OBJECTIVE: Put each line of the items into a JSON list of strings, one string per line and no blank lines. Cover only the lines from the first line of the items through the line containing "point(106, 167)", both included.

DATASET:

────────────────

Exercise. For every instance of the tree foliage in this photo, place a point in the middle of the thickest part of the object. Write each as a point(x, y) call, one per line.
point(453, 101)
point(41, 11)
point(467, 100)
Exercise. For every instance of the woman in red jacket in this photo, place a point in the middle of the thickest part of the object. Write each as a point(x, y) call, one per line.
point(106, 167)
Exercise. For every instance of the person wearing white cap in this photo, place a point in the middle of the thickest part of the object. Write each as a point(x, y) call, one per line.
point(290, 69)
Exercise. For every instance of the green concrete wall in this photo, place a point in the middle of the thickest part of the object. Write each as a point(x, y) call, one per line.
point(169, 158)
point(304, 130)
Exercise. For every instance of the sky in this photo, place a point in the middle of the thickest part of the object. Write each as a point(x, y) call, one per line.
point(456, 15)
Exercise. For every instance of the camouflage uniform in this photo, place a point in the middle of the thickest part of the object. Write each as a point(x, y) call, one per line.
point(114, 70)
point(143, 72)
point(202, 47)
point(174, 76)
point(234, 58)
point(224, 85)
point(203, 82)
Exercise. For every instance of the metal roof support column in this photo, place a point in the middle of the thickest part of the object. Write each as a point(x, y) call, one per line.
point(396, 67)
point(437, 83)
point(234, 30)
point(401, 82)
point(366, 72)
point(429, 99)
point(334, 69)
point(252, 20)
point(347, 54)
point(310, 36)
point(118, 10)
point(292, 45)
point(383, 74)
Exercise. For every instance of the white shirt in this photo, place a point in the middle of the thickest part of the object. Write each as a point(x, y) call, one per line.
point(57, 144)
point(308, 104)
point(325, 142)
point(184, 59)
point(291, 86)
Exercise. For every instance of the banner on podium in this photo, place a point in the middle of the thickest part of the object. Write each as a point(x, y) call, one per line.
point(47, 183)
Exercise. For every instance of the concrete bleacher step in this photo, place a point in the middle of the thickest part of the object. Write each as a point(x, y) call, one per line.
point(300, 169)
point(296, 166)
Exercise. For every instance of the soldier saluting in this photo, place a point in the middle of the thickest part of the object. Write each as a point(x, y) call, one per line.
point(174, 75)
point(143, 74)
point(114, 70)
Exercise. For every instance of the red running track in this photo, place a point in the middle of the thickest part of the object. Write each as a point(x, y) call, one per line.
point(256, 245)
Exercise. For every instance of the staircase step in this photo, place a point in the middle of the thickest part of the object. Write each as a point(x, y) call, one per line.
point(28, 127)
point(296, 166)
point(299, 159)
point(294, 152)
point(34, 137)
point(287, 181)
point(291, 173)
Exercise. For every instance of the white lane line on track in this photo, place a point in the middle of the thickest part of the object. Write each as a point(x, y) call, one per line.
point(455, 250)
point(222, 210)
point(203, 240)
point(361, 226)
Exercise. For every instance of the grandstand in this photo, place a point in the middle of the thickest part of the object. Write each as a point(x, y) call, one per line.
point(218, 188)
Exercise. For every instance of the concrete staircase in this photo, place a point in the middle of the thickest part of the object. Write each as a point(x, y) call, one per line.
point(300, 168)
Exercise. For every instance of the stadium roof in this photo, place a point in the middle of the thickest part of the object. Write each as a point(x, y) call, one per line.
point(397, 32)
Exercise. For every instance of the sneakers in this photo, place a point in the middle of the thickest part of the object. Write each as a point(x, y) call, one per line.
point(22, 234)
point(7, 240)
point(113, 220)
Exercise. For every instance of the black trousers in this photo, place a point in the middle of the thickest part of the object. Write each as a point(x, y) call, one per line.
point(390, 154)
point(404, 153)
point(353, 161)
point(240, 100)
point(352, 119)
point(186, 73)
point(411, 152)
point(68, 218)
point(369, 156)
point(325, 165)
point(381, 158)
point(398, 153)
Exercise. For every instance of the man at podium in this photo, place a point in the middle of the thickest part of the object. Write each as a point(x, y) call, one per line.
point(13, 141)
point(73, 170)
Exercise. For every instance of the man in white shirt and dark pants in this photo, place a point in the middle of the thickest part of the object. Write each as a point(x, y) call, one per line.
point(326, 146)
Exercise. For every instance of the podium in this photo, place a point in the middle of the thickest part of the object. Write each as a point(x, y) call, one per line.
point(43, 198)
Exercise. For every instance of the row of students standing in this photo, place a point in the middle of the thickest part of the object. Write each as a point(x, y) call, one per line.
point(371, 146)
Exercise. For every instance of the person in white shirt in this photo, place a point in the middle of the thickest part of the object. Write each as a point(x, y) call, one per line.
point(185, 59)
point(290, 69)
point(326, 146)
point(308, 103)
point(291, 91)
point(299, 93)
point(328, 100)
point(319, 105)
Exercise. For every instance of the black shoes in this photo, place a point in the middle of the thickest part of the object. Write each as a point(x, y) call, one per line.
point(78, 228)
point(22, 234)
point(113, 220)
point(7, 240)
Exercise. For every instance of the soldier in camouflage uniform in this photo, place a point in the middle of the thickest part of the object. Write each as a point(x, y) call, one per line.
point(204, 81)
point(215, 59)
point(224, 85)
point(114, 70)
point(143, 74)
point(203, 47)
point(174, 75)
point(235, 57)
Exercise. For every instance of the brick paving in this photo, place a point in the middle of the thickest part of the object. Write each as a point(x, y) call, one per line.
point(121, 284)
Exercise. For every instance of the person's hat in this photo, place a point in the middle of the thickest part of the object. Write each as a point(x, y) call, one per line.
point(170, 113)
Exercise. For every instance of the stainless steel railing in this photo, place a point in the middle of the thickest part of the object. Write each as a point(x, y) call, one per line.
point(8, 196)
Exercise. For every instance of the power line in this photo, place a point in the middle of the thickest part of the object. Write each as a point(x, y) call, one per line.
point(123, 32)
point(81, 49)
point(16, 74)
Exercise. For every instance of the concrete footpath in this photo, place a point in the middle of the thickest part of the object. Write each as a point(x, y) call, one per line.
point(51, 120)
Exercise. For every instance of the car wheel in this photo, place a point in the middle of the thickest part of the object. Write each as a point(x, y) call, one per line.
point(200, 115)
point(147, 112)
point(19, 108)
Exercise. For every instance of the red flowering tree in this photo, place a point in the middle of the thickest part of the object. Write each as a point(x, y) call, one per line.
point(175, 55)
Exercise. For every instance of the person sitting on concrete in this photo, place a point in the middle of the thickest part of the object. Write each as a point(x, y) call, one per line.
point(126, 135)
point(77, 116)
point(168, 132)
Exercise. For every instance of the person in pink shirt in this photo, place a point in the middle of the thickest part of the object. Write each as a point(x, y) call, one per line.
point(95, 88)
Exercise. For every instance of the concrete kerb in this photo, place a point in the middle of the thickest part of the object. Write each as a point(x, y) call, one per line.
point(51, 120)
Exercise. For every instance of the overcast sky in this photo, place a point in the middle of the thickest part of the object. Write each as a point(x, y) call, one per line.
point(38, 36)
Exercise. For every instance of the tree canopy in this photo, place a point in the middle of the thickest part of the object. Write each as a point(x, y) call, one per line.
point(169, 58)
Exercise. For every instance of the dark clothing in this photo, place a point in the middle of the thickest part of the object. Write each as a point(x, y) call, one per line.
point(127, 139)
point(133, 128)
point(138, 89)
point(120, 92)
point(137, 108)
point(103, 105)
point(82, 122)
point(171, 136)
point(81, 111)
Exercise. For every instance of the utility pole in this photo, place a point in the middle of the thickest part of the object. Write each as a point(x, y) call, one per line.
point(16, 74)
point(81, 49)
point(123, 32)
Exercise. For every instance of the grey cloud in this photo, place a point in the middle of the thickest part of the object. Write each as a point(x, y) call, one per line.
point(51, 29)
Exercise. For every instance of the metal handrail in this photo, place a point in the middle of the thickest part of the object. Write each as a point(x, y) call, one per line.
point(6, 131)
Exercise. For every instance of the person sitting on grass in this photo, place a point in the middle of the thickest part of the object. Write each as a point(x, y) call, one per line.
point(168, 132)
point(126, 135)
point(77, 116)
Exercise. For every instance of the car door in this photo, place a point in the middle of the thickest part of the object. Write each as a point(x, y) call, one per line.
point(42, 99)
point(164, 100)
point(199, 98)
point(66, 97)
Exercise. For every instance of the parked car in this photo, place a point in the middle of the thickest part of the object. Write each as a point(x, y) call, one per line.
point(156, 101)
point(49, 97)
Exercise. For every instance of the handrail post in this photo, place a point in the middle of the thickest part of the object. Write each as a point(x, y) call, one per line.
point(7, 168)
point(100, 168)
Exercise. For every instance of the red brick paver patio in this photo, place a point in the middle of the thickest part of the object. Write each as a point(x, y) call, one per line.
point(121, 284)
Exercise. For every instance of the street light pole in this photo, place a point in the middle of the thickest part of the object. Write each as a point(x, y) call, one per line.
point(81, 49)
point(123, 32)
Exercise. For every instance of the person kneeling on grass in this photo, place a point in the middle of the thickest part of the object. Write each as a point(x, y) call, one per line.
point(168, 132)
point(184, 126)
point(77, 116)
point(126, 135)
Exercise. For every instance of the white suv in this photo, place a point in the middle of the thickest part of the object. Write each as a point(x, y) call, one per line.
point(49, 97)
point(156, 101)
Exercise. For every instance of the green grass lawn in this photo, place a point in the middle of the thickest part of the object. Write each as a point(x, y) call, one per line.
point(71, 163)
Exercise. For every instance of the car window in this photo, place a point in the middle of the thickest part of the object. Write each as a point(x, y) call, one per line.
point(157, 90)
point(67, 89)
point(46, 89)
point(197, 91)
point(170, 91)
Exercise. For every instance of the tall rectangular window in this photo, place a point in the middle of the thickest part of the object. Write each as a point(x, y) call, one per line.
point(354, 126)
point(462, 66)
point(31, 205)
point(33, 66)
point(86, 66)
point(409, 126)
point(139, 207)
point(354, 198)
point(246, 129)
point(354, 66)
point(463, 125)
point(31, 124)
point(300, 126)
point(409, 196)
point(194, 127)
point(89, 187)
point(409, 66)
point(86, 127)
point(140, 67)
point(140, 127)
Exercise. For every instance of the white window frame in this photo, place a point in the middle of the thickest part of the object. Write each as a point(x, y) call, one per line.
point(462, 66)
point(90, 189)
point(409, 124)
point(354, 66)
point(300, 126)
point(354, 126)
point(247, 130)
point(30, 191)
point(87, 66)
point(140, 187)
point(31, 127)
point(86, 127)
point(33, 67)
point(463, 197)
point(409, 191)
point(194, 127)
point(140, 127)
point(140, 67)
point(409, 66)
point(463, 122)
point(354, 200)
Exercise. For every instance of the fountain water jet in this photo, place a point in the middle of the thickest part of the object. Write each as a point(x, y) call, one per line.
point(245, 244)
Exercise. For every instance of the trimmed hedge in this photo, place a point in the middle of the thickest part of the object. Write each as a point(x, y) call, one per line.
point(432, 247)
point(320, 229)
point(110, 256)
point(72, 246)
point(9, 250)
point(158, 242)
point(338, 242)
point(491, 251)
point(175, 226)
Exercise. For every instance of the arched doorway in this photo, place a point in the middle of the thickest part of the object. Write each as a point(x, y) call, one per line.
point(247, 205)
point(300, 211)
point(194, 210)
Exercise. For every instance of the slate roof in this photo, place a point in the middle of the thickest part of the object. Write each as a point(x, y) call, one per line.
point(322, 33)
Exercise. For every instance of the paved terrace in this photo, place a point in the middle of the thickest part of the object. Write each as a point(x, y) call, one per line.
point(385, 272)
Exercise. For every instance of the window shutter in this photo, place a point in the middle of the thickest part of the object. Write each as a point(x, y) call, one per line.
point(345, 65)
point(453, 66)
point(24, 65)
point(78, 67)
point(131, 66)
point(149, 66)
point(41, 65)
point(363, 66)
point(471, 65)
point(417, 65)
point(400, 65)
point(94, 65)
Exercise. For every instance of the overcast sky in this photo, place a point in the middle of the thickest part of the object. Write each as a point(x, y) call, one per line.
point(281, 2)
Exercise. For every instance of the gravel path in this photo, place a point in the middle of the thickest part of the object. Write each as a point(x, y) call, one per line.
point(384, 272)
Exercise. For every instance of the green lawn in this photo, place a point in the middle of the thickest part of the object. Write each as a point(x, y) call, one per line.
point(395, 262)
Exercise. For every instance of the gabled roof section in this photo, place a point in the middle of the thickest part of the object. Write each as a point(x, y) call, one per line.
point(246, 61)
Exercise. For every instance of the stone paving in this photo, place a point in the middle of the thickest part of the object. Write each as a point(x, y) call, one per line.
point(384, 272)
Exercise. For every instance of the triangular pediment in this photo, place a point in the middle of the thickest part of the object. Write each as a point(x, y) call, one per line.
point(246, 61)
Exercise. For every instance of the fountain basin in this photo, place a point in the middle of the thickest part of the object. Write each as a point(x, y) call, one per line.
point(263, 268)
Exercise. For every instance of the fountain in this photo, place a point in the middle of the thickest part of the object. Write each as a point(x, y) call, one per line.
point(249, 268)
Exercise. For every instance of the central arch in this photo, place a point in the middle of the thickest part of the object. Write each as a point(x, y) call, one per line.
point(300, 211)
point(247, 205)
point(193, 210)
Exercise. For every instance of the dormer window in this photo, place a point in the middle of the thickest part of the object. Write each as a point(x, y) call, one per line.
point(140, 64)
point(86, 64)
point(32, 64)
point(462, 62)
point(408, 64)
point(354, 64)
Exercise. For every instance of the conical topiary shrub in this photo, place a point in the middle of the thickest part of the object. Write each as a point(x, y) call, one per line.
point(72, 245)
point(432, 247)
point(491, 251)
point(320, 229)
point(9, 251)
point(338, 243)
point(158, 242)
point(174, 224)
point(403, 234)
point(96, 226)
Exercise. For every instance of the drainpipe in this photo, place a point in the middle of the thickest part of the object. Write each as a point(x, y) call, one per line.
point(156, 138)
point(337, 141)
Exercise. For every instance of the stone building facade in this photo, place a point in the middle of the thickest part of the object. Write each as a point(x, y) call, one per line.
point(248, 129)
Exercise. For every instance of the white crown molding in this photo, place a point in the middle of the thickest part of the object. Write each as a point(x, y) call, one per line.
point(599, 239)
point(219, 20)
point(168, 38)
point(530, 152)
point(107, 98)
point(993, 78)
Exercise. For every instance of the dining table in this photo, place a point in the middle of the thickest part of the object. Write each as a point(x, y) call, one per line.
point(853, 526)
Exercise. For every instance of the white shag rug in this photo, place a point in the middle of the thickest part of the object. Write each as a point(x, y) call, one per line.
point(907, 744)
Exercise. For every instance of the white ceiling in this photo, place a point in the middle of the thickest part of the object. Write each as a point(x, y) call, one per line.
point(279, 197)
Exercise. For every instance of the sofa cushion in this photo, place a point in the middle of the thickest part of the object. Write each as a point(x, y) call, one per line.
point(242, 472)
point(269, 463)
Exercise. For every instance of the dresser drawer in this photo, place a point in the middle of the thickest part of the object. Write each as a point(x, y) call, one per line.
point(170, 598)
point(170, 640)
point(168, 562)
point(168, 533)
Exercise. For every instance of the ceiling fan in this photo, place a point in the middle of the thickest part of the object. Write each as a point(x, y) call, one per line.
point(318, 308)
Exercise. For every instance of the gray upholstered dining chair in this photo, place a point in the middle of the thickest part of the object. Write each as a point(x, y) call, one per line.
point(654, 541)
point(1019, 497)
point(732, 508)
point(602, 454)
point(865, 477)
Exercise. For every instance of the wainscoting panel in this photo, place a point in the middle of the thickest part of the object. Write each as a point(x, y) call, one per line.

────────────────

ANSWER TO THE TASK:
[
  "Exercise. For every instance of the tree foliage in this photo, place a point in the middle of the thickest part of the object. Write each as a point(x, y) call, one per line.",
  "point(453, 101)",
  "point(41, 11)",
  "point(467, 100)",
  "Exercise. For every instance of the woman in red jacket in this photo, place a point in the middle of the thickest part of the object. Write each as a point(x, y) call, one per line.",
  "point(106, 167)"
]